=== RECORDS FOR THIS EXERCISE ===
________

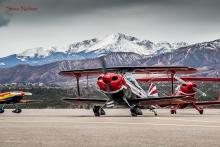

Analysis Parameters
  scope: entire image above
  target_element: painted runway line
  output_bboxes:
[1,120,220,128]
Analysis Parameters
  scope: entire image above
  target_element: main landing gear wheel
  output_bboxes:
[199,109,204,115]
[100,108,106,115]
[93,106,105,116]
[130,105,143,117]
[171,109,177,114]
[12,109,22,113]
[0,109,4,113]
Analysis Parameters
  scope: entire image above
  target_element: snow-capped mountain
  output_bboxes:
[67,33,188,55]
[0,38,220,84]
[0,42,219,85]
[0,33,188,68]
[136,39,220,76]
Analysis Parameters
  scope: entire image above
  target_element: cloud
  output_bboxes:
[0,0,12,27]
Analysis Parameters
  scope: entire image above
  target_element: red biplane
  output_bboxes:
[137,76,220,114]
[59,58,198,116]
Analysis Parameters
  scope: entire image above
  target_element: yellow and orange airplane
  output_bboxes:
[0,91,40,113]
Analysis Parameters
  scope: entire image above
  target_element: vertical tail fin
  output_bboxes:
[147,83,158,97]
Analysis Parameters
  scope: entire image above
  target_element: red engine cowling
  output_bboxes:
[97,73,125,93]
[178,82,197,96]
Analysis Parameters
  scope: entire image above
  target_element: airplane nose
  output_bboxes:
[103,74,111,83]
[187,85,194,92]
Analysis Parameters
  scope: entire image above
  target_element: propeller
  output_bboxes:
[174,75,207,96]
[11,91,32,96]
[98,56,114,109]
[23,92,33,96]
[100,56,111,93]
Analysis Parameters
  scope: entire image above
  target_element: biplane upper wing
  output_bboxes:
[59,66,197,78]
[137,77,220,82]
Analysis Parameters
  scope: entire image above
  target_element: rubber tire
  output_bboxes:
[135,107,143,115]
[171,109,176,114]
[100,108,106,115]
[130,105,142,116]
[131,112,137,117]
[93,106,101,117]
[12,109,22,113]
[199,109,204,115]
[0,109,4,113]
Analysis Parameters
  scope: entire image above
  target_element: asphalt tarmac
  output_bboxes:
[0,109,220,147]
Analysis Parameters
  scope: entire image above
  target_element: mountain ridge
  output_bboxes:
[0,33,219,84]
[0,33,189,68]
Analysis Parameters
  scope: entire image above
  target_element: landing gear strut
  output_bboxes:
[191,103,204,115]
[93,106,105,116]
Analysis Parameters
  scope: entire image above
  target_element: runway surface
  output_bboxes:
[0,109,220,147]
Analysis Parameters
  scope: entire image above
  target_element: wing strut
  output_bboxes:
[171,72,175,95]
[73,73,82,97]
[76,77,80,97]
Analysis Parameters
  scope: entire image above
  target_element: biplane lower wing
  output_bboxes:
[18,100,42,104]
[62,96,192,106]
[196,101,220,105]
[130,96,193,106]
[62,97,108,105]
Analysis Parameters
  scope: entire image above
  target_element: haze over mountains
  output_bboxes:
[0,33,219,84]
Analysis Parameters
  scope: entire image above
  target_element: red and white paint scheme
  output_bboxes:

________

=== EXERCISE DETAILS ===
Print the data above exactly, from its first line to the line bearing "target_element: main landing gear wheel" inclusive, and keep pictures out of the result.

=== RESPONSE FOR THIS EXERCISE ===
Analysis Parameters
  scope: entire image above
  target_element: painted runway line
  output_bboxes:
[1,120,220,128]
Analysis Parameters
  scope: entire image above
  target_element: main landing gear wheel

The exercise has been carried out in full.